**What you need to do**
Pictures in the data below are not part of the copy; transcribe everything else exactly.

**Provided data**
— START —

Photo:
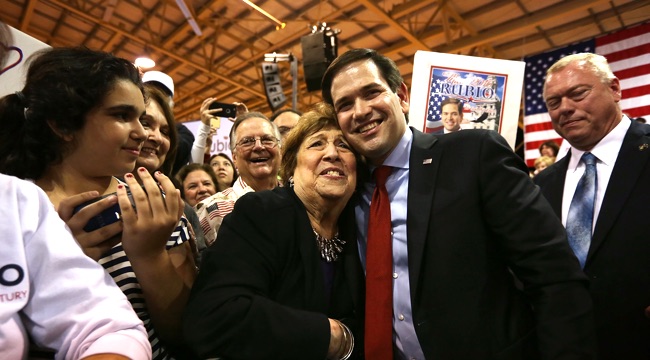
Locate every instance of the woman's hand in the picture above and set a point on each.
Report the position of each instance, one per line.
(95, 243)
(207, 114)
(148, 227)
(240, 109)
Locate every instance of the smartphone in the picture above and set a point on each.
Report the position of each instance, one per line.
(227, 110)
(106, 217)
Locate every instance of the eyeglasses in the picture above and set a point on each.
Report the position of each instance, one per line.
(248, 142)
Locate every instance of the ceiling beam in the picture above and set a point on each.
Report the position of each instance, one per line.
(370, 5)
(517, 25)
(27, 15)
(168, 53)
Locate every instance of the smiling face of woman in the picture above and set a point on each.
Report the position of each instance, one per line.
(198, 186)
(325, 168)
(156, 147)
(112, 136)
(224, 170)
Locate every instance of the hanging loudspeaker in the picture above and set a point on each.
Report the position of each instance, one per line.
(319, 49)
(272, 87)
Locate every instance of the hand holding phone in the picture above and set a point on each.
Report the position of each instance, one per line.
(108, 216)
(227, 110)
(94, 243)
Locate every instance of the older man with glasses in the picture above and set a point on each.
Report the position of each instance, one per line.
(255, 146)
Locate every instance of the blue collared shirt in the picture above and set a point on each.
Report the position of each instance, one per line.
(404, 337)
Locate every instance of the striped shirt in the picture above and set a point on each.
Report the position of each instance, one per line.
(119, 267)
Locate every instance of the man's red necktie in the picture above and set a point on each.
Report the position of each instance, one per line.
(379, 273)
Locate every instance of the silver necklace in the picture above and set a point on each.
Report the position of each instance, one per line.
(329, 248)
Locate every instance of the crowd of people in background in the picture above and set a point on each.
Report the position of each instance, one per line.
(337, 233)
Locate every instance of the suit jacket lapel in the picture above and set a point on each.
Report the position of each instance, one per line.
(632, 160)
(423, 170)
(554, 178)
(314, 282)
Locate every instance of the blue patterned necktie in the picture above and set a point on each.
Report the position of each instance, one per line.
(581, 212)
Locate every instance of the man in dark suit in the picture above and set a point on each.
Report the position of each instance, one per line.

— END —

**Finished answer**
Photo:
Locate every instance of the woman's hand in the picture above and set a point on each.
Report the position of each instance, one per line.
(95, 243)
(207, 114)
(148, 227)
(240, 109)
Locate every instance of the smartphone in the picture above and set a point on each.
Report the position of each instance, one per line.
(227, 110)
(106, 217)
Locate every instance of the eyeglasses in the picture above and set a point on each.
Report the position of each instance, one per line.
(248, 142)
Locate every instance of the ceiling beam in the picture above and set a point on each.
Report the position of each instance, one per line.
(370, 5)
(517, 25)
(27, 15)
(168, 53)
Locate every instance of the smiling face of woman in the picture above and set a point on each.
Report the position of each instance, one per line.
(198, 186)
(325, 168)
(156, 147)
(112, 136)
(224, 170)
Locate every instance of the hanging loudspeaker in the picture above and set a point on each.
Report the position of each instance, one per line.
(319, 49)
(272, 87)
Locate every instance of the hand holding phone in the picture above and set a point on each.
Report the position of each instance, one per line.
(108, 216)
(227, 110)
(94, 243)
Locate every instance of the older man with glasses in the picture above and set a point on each.
Report the position of each instance, one per line.
(255, 146)
Locate every instance of the blue collared shirt in the picture above and set a point on each.
Report the position of each instance, one per line.
(404, 337)
Locate every instance of the striped shirt in the picture above and set a point on each.
Report the position of each instance, one per line.
(119, 267)
Locate every instance of the man's red necktie in the picture above and set a point on each.
Report the position of each instance, one per line.
(379, 273)
Locate every instance of the silver necklace in the picture above and set a point on each.
Report the position of each instance, one per line.
(329, 248)
Locate every instance of the crowd of people in background in the picture above and set a point on each.
Report the position of each instance, one per line.
(337, 233)
Locate every instance of the suit jacket lapel in the picture above and set a point on each.
Report the position of each instance, one per line.
(632, 160)
(423, 170)
(554, 178)
(314, 282)
Locate every instance of the blue patterned necktie in the picture above and set a point on each.
Report the position of each instance, one per line.
(581, 212)
Locate every instance of the man in dark suit in the picture above and set a point on each.
Report the position of each instance, one per line.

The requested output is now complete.